- _Activity_: Work out how many lines in the data below contain the string "small", and reply with that figure alone.

Segment Start: The data

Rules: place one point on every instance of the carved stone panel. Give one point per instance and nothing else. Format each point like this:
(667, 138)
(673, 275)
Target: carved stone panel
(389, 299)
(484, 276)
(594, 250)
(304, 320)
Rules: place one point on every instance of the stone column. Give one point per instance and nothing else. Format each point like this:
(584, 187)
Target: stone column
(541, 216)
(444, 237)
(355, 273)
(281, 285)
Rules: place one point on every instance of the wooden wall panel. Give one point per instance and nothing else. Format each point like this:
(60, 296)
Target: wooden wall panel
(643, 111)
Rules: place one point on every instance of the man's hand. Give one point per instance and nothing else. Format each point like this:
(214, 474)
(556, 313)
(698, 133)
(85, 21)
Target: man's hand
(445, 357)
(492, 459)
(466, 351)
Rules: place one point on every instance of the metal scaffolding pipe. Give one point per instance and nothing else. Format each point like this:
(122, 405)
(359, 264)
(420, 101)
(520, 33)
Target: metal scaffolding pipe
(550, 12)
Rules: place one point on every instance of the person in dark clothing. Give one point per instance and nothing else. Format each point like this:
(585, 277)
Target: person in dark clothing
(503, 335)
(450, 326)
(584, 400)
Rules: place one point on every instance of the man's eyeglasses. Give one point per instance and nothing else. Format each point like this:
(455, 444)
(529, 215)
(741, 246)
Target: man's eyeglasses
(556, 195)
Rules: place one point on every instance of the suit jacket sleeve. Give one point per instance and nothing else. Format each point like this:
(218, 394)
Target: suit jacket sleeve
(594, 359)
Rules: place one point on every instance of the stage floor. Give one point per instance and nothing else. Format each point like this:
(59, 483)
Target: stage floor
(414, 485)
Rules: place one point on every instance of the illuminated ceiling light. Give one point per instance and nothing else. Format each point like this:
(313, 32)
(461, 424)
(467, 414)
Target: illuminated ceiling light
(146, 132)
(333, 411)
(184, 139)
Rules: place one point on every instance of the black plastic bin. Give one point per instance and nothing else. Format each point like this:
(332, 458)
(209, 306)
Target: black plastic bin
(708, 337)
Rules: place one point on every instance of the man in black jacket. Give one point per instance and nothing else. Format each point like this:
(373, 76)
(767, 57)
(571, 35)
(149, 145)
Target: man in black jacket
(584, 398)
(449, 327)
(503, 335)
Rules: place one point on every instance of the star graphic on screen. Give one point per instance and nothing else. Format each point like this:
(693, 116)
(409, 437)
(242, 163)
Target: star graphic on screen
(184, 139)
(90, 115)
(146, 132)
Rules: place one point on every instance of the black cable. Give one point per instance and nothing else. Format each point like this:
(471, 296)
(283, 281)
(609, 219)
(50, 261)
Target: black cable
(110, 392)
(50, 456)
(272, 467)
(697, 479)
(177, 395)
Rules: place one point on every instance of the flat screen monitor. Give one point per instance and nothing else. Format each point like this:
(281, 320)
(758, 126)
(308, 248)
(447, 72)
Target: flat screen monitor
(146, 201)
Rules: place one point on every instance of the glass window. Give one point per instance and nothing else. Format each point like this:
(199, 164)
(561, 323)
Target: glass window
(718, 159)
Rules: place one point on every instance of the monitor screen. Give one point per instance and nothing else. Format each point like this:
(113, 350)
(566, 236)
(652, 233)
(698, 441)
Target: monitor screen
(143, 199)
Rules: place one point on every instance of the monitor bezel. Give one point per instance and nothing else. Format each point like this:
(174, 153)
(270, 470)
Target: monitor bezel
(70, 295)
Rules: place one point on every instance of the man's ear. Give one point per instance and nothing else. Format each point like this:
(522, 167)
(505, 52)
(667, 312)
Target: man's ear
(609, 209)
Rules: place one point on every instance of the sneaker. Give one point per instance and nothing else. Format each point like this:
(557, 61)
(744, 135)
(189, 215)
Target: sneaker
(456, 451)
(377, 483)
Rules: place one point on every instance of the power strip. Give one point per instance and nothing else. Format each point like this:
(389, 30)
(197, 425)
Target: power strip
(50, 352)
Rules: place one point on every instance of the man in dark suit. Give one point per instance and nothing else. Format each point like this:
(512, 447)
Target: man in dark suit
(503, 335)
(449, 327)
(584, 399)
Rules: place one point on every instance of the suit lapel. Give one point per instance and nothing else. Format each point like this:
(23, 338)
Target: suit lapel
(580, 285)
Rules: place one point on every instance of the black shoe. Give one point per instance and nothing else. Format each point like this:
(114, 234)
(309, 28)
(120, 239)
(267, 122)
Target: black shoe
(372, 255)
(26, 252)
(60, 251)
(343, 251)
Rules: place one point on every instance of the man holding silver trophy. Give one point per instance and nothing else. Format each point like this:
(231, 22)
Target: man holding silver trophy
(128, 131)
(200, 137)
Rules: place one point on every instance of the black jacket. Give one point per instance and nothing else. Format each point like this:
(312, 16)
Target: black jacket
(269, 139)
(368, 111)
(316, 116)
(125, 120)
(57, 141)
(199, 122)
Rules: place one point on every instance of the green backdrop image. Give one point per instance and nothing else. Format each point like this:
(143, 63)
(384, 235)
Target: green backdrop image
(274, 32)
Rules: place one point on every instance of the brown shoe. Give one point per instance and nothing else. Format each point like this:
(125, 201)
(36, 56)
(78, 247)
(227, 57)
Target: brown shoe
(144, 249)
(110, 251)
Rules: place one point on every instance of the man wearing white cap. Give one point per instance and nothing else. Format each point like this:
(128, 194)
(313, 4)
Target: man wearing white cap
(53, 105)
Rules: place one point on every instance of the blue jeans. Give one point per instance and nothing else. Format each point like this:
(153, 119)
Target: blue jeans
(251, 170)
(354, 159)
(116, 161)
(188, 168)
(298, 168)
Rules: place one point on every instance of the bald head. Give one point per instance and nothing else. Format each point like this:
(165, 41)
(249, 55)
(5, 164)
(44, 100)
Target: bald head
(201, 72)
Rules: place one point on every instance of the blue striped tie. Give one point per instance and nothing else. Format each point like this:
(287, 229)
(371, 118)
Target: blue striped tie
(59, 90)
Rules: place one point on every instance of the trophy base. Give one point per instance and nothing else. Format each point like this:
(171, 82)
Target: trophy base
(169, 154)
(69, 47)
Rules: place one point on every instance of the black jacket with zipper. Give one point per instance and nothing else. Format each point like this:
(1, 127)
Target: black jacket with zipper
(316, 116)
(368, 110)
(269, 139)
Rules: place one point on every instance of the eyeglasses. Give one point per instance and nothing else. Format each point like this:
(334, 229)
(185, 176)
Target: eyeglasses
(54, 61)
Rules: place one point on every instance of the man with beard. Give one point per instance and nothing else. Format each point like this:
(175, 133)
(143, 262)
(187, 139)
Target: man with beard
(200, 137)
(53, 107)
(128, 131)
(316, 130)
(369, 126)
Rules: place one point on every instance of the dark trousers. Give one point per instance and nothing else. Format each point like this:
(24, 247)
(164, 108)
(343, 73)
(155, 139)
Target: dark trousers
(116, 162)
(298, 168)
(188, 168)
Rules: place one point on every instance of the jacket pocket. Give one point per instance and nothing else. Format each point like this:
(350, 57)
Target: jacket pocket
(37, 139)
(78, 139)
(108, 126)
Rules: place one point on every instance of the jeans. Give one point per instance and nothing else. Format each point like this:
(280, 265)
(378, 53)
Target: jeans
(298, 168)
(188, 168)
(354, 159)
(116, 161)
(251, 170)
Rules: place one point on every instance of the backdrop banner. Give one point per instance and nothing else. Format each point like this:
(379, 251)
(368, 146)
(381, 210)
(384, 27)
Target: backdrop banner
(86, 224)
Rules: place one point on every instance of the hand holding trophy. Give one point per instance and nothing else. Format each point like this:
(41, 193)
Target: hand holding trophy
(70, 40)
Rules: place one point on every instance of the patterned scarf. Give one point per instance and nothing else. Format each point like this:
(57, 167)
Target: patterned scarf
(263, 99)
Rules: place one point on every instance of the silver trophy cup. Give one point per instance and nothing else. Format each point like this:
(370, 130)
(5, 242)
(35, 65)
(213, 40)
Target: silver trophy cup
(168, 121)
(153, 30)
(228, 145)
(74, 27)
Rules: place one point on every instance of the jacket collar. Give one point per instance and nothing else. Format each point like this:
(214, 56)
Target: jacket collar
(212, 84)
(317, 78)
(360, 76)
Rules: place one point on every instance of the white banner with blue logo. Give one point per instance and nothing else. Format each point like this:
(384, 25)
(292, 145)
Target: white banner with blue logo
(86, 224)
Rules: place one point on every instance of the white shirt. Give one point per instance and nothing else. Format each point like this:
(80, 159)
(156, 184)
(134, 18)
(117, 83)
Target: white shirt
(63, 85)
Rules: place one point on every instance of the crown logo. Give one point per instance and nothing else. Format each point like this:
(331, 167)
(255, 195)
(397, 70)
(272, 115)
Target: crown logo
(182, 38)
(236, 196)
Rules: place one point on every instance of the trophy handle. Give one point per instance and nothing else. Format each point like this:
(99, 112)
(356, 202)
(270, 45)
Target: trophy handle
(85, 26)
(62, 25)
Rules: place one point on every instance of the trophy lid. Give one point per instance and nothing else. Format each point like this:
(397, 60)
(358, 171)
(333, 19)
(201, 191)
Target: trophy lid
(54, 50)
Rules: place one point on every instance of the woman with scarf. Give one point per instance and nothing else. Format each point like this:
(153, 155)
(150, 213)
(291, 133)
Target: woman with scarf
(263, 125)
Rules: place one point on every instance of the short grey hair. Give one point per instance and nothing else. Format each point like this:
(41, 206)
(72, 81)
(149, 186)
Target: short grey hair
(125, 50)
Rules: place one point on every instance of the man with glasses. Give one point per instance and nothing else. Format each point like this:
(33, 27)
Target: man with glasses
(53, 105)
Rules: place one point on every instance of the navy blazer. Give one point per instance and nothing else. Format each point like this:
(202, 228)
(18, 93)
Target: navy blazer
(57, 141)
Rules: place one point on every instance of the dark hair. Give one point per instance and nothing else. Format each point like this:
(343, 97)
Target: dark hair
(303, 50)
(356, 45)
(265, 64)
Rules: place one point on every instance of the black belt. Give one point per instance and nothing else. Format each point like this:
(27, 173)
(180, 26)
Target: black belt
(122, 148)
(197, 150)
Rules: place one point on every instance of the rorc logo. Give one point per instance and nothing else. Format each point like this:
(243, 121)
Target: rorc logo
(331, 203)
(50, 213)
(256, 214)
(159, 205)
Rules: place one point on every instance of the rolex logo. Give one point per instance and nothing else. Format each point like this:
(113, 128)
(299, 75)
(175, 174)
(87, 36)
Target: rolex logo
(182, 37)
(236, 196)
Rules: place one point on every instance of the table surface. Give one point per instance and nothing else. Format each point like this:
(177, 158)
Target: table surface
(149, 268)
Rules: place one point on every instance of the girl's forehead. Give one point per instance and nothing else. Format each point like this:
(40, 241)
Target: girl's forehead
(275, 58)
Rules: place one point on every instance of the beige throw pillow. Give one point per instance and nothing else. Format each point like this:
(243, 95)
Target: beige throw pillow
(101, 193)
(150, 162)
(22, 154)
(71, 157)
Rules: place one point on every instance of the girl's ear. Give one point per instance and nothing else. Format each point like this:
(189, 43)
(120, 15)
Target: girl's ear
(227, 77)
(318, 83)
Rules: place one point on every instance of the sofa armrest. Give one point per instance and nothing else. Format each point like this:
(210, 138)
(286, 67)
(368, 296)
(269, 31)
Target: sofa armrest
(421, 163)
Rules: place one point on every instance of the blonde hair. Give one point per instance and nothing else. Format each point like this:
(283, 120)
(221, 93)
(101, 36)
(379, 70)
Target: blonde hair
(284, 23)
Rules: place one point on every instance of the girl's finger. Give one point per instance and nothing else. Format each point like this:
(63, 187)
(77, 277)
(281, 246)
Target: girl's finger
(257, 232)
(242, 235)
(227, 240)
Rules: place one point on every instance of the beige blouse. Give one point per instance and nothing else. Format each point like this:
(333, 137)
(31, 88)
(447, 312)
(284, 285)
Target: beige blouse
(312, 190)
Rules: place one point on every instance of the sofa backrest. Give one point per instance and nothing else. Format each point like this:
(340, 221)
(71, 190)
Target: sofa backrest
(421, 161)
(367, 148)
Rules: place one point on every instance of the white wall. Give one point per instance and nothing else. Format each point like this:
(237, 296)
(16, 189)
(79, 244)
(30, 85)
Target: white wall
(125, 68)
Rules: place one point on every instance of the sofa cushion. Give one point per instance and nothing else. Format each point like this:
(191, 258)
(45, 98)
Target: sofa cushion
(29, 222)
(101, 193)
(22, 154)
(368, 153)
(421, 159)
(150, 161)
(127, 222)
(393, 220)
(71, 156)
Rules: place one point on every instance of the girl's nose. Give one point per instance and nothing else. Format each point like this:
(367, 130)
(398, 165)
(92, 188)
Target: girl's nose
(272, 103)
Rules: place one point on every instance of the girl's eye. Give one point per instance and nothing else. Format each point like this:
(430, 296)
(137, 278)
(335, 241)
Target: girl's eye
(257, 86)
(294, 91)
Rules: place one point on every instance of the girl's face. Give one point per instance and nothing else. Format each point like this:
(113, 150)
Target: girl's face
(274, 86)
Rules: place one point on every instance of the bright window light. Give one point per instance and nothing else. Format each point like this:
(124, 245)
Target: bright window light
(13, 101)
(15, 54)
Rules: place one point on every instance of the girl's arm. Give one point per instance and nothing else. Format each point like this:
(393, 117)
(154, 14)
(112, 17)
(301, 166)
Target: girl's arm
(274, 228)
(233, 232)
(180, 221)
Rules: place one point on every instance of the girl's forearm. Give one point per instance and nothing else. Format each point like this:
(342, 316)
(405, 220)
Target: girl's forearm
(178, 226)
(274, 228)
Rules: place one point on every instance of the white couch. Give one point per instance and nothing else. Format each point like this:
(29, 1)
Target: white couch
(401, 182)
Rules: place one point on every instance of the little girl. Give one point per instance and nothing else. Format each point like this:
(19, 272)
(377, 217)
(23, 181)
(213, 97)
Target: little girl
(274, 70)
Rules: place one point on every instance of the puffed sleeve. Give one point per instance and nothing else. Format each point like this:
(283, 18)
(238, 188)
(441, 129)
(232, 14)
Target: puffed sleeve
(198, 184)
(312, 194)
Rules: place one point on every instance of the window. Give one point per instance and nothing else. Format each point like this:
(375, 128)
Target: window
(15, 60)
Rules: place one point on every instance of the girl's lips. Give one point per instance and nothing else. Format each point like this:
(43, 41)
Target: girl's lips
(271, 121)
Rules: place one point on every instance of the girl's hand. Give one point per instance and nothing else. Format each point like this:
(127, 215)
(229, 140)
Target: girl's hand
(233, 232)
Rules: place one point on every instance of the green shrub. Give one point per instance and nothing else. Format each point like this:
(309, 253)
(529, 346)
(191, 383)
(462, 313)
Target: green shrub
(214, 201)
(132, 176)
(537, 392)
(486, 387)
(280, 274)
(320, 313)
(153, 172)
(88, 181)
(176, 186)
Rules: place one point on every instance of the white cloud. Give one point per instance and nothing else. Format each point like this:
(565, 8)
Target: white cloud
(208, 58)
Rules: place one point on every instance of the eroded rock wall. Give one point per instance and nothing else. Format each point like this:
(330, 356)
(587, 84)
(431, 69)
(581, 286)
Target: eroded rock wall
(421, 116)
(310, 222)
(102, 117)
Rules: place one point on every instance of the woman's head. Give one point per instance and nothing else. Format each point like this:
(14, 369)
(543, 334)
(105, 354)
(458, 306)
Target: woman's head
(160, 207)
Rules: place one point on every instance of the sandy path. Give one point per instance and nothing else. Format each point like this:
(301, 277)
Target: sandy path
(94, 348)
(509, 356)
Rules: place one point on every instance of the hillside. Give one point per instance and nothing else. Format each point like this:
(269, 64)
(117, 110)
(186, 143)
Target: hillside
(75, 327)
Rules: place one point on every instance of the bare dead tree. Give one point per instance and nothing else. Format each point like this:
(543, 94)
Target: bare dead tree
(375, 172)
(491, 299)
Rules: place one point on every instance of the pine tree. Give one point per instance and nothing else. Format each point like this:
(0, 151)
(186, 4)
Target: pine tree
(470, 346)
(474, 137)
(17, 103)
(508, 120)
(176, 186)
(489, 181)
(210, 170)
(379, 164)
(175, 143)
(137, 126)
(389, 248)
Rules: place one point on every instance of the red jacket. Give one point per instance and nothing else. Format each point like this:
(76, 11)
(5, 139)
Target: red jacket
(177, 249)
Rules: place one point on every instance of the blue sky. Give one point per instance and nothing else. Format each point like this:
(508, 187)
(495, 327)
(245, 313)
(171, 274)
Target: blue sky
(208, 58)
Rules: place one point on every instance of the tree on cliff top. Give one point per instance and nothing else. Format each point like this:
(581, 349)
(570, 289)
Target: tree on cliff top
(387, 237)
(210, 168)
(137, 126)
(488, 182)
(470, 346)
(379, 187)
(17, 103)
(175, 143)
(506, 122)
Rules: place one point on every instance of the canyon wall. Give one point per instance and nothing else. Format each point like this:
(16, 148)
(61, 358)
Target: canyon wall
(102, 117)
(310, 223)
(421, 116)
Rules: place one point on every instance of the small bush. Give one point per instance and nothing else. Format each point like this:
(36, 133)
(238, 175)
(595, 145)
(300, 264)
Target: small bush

Segment End: The data

- _Your response_: 2